## Exercise passage
Argue the opposite position to find weaknesses. More adversarial than steel-man — you’re not asking for the best version of the counter-argument, you’re asking the LLM to actively try to break your reasoning.

Use when: You want someone to poke holes, not just present alternatives politely.

Don’t say: “poke holes in this”, “challenge my thinking”, “tell me why this is wrong”

Example: “I’m convinced we should rewrite this service in Rust for performance. Play devil’s advocate — why is this a terrible idea, and what am I underestimating about the migration cost?”


Code quality

Change propagation

How far a single change ripples through the system. High propagation means high coupling — and a signal that something might need restructuring.

Use when: Evaluating whether a proposed change is isolated or will cascade across modules.

Don’t say: “how many files does this touch?”, “will this change cascade?”, “what else needs updating?”

Example: “If I rename the userId field to accountId in the Order model, what’s the change propagation? How many files, API contracts, and client apps need to update?”

## Data
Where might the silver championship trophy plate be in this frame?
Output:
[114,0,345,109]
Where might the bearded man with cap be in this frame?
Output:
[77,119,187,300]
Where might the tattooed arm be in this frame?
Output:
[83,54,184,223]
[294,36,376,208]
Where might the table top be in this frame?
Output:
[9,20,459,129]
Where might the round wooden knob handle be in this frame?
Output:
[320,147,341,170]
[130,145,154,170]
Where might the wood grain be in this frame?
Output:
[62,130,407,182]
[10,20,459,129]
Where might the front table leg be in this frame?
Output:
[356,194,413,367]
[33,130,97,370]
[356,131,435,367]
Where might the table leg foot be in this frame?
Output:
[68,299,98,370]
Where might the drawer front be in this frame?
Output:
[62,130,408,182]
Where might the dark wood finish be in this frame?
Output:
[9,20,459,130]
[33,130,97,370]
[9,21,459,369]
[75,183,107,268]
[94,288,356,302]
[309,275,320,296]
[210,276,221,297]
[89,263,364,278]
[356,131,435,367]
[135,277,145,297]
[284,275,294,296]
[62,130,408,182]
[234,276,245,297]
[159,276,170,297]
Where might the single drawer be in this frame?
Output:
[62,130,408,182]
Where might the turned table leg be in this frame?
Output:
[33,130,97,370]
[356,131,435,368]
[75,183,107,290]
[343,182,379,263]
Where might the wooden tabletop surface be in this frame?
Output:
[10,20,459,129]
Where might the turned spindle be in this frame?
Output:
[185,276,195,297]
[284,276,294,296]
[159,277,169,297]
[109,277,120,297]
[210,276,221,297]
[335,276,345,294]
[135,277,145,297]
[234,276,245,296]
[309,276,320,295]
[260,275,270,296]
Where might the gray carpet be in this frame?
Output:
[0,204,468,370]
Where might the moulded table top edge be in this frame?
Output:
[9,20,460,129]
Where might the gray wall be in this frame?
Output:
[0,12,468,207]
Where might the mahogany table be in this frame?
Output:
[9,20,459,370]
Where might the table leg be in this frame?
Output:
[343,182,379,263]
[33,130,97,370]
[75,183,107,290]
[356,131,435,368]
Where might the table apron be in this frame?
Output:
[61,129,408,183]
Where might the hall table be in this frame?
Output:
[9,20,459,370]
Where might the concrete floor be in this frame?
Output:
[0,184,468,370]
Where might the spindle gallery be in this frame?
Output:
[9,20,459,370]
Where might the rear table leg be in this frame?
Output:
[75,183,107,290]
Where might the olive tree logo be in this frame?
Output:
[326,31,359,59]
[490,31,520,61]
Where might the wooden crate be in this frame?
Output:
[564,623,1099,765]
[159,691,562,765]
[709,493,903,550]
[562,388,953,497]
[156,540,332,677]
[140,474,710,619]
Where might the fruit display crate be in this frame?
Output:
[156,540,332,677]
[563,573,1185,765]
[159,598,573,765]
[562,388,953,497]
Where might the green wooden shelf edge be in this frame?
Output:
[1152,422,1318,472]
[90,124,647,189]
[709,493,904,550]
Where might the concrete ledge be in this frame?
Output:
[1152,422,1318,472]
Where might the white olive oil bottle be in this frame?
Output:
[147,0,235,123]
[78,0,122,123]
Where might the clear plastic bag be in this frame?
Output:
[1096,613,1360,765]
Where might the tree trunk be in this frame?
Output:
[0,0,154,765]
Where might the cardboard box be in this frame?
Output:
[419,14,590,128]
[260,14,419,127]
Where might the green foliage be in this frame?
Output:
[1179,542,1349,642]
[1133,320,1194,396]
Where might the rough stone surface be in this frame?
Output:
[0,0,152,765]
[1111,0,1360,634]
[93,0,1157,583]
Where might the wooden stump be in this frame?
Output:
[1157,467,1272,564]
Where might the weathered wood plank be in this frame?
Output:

## What you have to do
Continue the guide to prompting terms shown above the data, starting right after its last sentence.

## Response to this task
Shotgun surgery

A single logical change requires edits scattered across many files — one of Fowler’s code smells. The opposite of good encapsulation: you change one thing, and you’re touching 14 files in 6 directories.

Use when: You notice a change touching many files and want to assess whether the code needs consolidation.

Don’t say: “this change touches too many files”, “why do I need to edit so many places?”, “this is scattered everywhere”

Example: “Adding a new user role required changes in 14 files across 6 directories — the auth middleware, three route guards, the admin UI, the seed script, and the docs. This feels like shotgun surgery. Where should this logic be consolidated?”

Feature envy

A method that uses another module’s data more than its own — another Fowler code smell. It’s a signal that the logic probably belongs somewhere else.

Use when: Reviewing code placement decisions — “does this logic belong here?”

Don’t say: “this method knows too much about other classes”, “should this logic live somewhere else?”, “this reaches into too many objects”

Example: “This OrderController method reaches into User.subscription.plan.limits.maxOrders to check if the user can place an order. That’s feature envy — should this validation live in the User or Subscription model instead?”


Output shaping

Enumerate

Exhaustive listing rather than a selective sample. “Enumerate all X” vs “what are some X” is the difference between a complete inventory and a few examples.

Use when: You need every instance, option, or case — not a representative sample.

Don’t say: “list everything”, “give me all of them”, “what are the options?”, “show me what’s available”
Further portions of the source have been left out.